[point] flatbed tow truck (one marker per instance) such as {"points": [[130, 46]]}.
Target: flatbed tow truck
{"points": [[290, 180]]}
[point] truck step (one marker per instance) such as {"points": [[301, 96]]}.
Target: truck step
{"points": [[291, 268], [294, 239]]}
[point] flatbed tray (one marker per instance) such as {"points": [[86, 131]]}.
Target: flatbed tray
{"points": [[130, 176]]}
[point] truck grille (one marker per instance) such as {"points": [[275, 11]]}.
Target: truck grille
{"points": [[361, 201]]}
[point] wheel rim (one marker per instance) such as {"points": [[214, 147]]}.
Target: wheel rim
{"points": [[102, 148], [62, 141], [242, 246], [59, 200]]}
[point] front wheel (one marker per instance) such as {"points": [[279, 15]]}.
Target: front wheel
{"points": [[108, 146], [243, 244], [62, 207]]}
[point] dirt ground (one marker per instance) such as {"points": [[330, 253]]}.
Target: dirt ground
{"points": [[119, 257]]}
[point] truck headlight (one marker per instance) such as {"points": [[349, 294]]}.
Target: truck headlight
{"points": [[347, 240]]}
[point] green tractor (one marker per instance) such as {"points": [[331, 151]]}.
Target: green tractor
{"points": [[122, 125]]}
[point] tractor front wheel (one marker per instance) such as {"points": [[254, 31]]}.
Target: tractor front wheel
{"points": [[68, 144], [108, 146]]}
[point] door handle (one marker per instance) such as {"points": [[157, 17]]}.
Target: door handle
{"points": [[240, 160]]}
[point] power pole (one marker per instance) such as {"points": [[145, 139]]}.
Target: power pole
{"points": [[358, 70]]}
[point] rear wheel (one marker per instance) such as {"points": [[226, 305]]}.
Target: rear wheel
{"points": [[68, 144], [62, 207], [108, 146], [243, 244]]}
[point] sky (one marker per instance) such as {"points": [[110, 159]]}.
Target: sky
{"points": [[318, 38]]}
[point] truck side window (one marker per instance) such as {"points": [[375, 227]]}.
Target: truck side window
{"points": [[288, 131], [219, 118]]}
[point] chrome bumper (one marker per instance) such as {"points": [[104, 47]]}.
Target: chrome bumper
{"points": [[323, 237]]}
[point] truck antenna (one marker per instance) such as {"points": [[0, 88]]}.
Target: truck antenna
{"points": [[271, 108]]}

__Aim__. Reproduce all the records above, putting "Object" in place of each "Target" and keeping everything else the same.

__Response to the exercise__.
[point] flatbed tow truck (one marker per instance) such as {"points": [[130, 46]]}.
Object: flatbed tow truck
{"points": [[290, 180]]}
[point] truck step (one marker per instance) such as {"points": [[301, 96]]}.
Object: truck step
{"points": [[291, 268], [294, 239]]}
[point] flatbed tray (one marker per instance) such as {"points": [[86, 131]]}.
Object: flatbed tray
{"points": [[130, 176]]}
[point] truck grille (one marker per instance) such as {"points": [[275, 11]]}.
Object: truck grille
{"points": [[361, 201]]}
[point] wheel rim (one marker per instance) such as {"points": [[214, 147]]}.
Object: wheel rim
{"points": [[102, 148], [62, 141], [242, 246], [59, 200]]}
[point] front wheel (one marker per instance) such as {"points": [[279, 15]]}.
Object: front wheel
{"points": [[108, 146], [243, 244], [62, 207]]}
[point] dirt ground (one marker per instance) such as {"points": [[330, 253]]}.
Object: dirt ground
{"points": [[119, 257]]}
[point] truck headlight (one marker per instance) such as {"points": [[349, 294]]}.
Object: truck headlight
{"points": [[347, 240]]}
[point] green tractor (one marker per instance) such as {"points": [[331, 151]]}.
Object: green tractor
{"points": [[122, 125]]}
[point] tractor front wheel (one marker per instance) such as {"points": [[254, 31]]}.
Object: tractor front wheel
{"points": [[68, 144], [108, 146]]}
[point] door handle (one marker per instance) such as {"points": [[157, 17]]}.
Object: door handle
{"points": [[240, 160]]}
[point] power pole (one marker per instance) such as {"points": [[145, 139]]}.
Object: power pole
{"points": [[358, 70]]}
[point] rear wheel (one marker per instance) such as {"points": [[226, 305]]}.
Object: rear wheel
{"points": [[68, 144], [62, 207], [108, 146], [243, 244]]}
[point] sky (one marker per instance) such as {"points": [[110, 159]]}.
Object: sky
{"points": [[318, 38]]}
[point] truck side window (one marker per instance) such as {"points": [[375, 227]]}.
Object: truck side window
{"points": [[288, 131], [219, 118]]}
[point] chrome bumper (one marker per instance) such as {"points": [[104, 47]]}.
Object: chrome bumper
{"points": [[323, 237]]}
[point] truck antenna (one marker per instance) such as {"points": [[0, 88]]}.
Object: truck antenna
{"points": [[271, 108]]}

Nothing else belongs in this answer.